━━ Text passage ━━

2020 ESA Annual Meeting (August 3 - 6)

COS 45 Abstract - Hill numbers and ecosystem function

Mark A. Genung1, Tina Harrison1, Michael Roswell2 and Rachael Winfree3, (1)Biology, University of Lousiana at Lafayette, Lafayette, LA, (2)Graduate Program in Ecology & Evolution, Rutgers University, New Brunswick, NJ, (3)Department of Ecology, Evolution, and Natural Resources, Rutgers University, New Brunswick, NJ
Background/Question/Methods

Almost all biodiversity-ecosystem function studies focus on species richness. However, a complete diversity concept includes species’ relative abundances, since high evenness across species indicates more compositional heterogeneity than does low evenness (high dominance). If we neglect evenness as a component of diversity, we may be missing BEF patterns linked to mechanisms that depend on relative abundance. Hill numbers are a family of diversity metrics vary how they weight species richness and species’ relative abundances. This weighting is accomplished by continuous exponent q, and Hill numbers include species richness (q = 0), exponentiated Shannon (q = 1) and inverse Simpson (q = 2). Here we determine which value of q produces the strongest diversity-ecosystem function relationship in two large-scale, observational datasets, one on wildflower pollination by bees and the second on carbon storage by tropical forests. We measured the predictive power of diversity for function in two ways: (1) the r2 of diversity as the sole predictor; (2) the partial r2 of diversity in a model that also included abundance (“abundance models”). Unless richness is more predictive than other Hill diversities in both model types, incorporating evenness to some degree is valuable for understanding the drivers of function.

Results/Conclusions

Analyses of pollination and tropical forest data produced different results. For the pollination data, the r2 for diversity as sole predictor was highest at q=0, meaning richness predicts seed set better than metrics that also account for relative abundance. However, when aggregate abundance was included, the r2 for diversity in abundance models was much lower and insensitive to q. This happened because diversity per se is not predictive; rather, abundance is strongly correlated with richness and this correlation disappears as q increases. For the forest data, the r2 for diversity by itself was again highest at q=0. However, the r2 for diversity in abundance models peaked at q=1.75, which roughly corresponds with Simpson diversity. One reason we found different results could be high among-site variation in abundance for bees, but not trees. This may be due to fundamental differences between these communities and functions. Stationary organisms store carbon at fairly consistent levels across time. Pollination is provided by mobile organisms whose abundances are highly sensitive to environmental conditions, and whose functional contributions have a high degree of stochasticity. We explore whether diversity is more likely to drive function when organisms are stationary and abundance is less variable across space.

━━━
━━ Provided data ━━

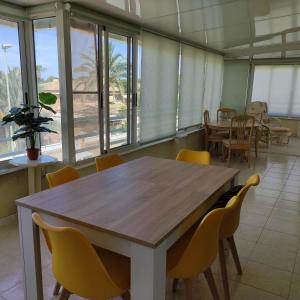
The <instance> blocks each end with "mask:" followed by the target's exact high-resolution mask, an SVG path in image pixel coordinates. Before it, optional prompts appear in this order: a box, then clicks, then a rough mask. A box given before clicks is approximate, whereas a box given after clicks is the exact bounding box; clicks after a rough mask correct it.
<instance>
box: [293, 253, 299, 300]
mask: <svg viewBox="0 0 300 300" xmlns="http://www.w3.org/2000/svg"><path fill="white" fill-rule="evenodd" d="M294 273H296V274H298V275H299V277H300V250H299V251H298V253H297V256H296V263H295V267H294ZM299 284H300V281H299ZM299 299H300V298H299Z"/></svg>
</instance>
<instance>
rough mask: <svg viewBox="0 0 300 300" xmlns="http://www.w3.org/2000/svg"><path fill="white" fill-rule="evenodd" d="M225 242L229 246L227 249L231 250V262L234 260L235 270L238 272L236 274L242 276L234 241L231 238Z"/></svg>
mask: <svg viewBox="0 0 300 300" xmlns="http://www.w3.org/2000/svg"><path fill="white" fill-rule="evenodd" d="M227 241H228V244H229V247H230V250H231V253H232V256H233V260H234V263H235V266H236V269H237V271H238V274H239V275H242V274H243V271H242V267H241V263H240V259H239V255H238V252H237V250H236V245H235V241H234V238H233V236H231V237H229V238H227Z"/></svg>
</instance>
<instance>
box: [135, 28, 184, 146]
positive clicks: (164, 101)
mask: <svg viewBox="0 0 300 300" xmlns="http://www.w3.org/2000/svg"><path fill="white" fill-rule="evenodd" d="M178 57H179V44H178V43H177V42H174V41H172V40H169V39H167V38H163V37H160V36H156V35H153V34H150V33H146V32H143V33H142V70H141V98H140V112H139V113H140V142H141V143H145V142H149V141H153V140H156V139H160V138H164V137H168V136H172V135H175V134H176V114H177V93H178Z"/></svg>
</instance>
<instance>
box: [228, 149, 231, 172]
mask: <svg viewBox="0 0 300 300" xmlns="http://www.w3.org/2000/svg"><path fill="white" fill-rule="evenodd" d="M230 157H231V149H230V147H229V148H228V158H227V167H229V165H230Z"/></svg>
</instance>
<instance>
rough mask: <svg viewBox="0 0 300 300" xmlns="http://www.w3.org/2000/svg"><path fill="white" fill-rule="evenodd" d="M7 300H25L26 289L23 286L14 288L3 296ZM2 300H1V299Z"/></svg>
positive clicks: (2, 296) (3, 297) (15, 287)
mask: <svg viewBox="0 0 300 300" xmlns="http://www.w3.org/2000/svg"><path fill="white" fill-rule="evenodd" d="M2 297H3V298H4V299H5V300H24V288H23V284H22V283H20V284H17V285H16V286H14V287H13V288H11V289H9V290H8V291H6V292H4V293H3V294H2ZM0 299H1V298H0Z"/></svg>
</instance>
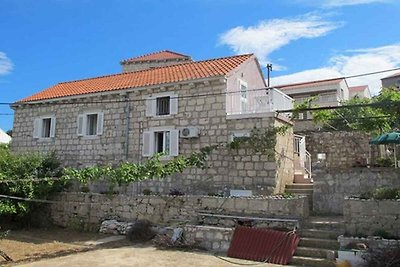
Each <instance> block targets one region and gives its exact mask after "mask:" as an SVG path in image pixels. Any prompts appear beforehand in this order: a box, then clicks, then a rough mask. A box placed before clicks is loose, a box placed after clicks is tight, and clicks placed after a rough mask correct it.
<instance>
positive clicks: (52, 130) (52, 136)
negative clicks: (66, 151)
mask: <svg viewBox="0 0 400 267" xmlns="http://www.w3.org/2000/svg"><path fill="white" fill-rule="evenodd" d="M55 136H56V117H51V118H50V137H55Z"/></svg>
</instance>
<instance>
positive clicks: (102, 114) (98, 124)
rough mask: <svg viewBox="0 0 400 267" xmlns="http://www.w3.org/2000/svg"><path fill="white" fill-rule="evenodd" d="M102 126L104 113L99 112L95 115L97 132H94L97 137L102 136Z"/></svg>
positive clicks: (102, 126)
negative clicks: (96, 114)
mask: <svg viewBox="0 0 400 267" xmlns="http://www.w3.org/2000/svg"><path fill="white" fill-rule="evenodd" d="M103 125H104V113H103V112H99V113H97V130H96V134H97V135H102V134H103Z"/></svg>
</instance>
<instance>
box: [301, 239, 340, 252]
mask: <svg viewBox="0 0 400 267" xmlns="http://www.w3.org/2000/svg"><path fill="white" fill-rule="evenodd" d="M299 246H301V247H309V248H323V249H331V250H338V249H339V243H338V242H337V241H336V240H331V239H321V238H313V237H300V243H299Z"/></svg>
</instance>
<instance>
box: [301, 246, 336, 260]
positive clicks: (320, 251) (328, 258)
mask: <svg viewBox="0 0 400 267" xmlns="http://www.w3.org/2000/svg"><path fill="white" fill-rule="evenodd" d="M294 255H296V256H302V257H314V258H321V259H330V260H334V259H336V257H337V251H336V250H333V249H324V248H309V247H297V249H296V252H295V254H294Z"/></svg>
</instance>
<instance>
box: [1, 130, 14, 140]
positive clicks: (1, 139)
mask: <svg viewBox="0 0 400 267" xmlns="http://www.w3.org/2000/svg"><path fill="white" fill-rule="evenodd" d="M10 142H11V136H9V135H8V134H7V133H6V132H5V131H3V130H2V129H0V144H8V143H10Z"/></svg>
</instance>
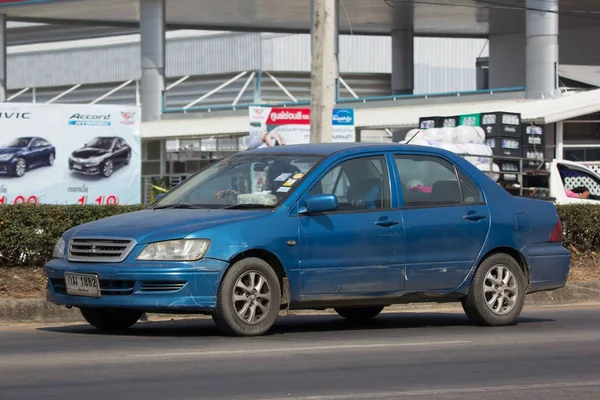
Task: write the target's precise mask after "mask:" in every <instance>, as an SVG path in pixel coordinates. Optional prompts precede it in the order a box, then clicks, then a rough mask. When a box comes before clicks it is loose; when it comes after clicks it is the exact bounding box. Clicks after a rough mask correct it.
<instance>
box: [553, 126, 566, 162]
mask: <svg viewBox="0 0 600 400" xmlns="http://www.w3.org/2000/svg"><path fill="white" fill-rule="evenodd" d="M564 142H565V123H564V122H563V121H558V122H557V123H556V149H555V153H554V158H556V159H557V160H562V159H564V156H565V143H564Z"/></svg>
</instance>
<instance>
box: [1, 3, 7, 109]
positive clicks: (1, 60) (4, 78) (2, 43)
mask: <svg viewBox="0 0 600 400" xmlns="http://www.w3.org/2000/svg"><path fill="white" fill-rule="evenodd" d="M6 70H7V62H6V15H4V14H0V103H1V102H4V101H6V91H7V87H6V76H7V72H6Z"/></svg>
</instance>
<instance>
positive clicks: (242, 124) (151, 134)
mask: <svg viewBox="0 0 600 400" xmlns="http://www.w3.org/2000/svg"><path fill="white" fill-rule="evenodd" d="M249 128H250V122H249V120H248V116H246V115H244V116H232V117H216V118H215V117H213V118H210V117H209V118H195V119H189V118H187V119H174V120H162V121H154V122H144V123H142V128H141V136H142V138H143V139H158V138H173V137H177V138H184V137H186V136H212V135H235V134H243V133H247V132H248V130H249Z"/></svg>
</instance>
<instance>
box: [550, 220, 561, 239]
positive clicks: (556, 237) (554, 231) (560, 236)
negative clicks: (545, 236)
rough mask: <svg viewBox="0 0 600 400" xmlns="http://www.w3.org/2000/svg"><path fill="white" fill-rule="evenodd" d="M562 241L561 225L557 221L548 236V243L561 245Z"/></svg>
mask: <svg viewBox="0 0 600 400" xmlns="http://www.w3.org/2000/svg"><path fill="white" fill-rule="evenodd" d="M562 240H563V238H562V224H561V222H560V219H559V220H558V222H557V223H556V226H555V227H554V230H553V231H552V235H550V243H562Z"/></svg>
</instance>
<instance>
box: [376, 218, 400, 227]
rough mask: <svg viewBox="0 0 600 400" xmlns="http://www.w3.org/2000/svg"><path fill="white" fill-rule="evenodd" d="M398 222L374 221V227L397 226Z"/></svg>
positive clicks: (383, 219) (391, 221)
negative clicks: (395, 225) (392, 225)
mask: <svg viewBox="0 0 600 400" xmlns="http://www.w3.org/2000/svg"><path fill="white" fill-rule="evenodd" d="M399 223H400V222H399V221H398V220H393V219H390V218H382V219H380V220H378V221H375V225H379V226H386V227H387V226H392V225H398V224H399Z"/></svg>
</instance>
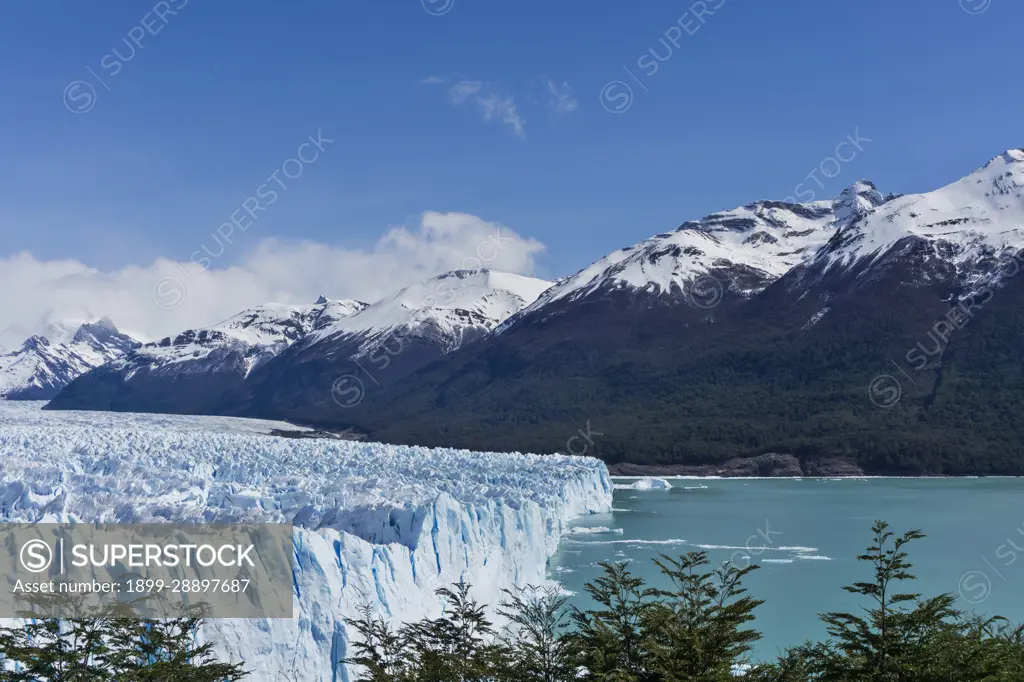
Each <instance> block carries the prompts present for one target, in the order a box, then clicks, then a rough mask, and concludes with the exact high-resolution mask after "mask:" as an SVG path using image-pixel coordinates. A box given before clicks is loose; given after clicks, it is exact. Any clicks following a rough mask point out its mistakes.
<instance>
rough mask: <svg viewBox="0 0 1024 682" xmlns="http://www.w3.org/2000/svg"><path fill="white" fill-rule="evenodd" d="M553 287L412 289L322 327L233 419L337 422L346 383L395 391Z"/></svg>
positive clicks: (509, 283) (435, 282) (439, 286)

━━━

Goal of the exercise: List every author named in the abstract on Hill numbers and ecosystem function. The lines above are separate material and have no connection to the abstract.

Written response: Mark A. Genung, Tina Harrison, Michael Roswell, Rachael Winfree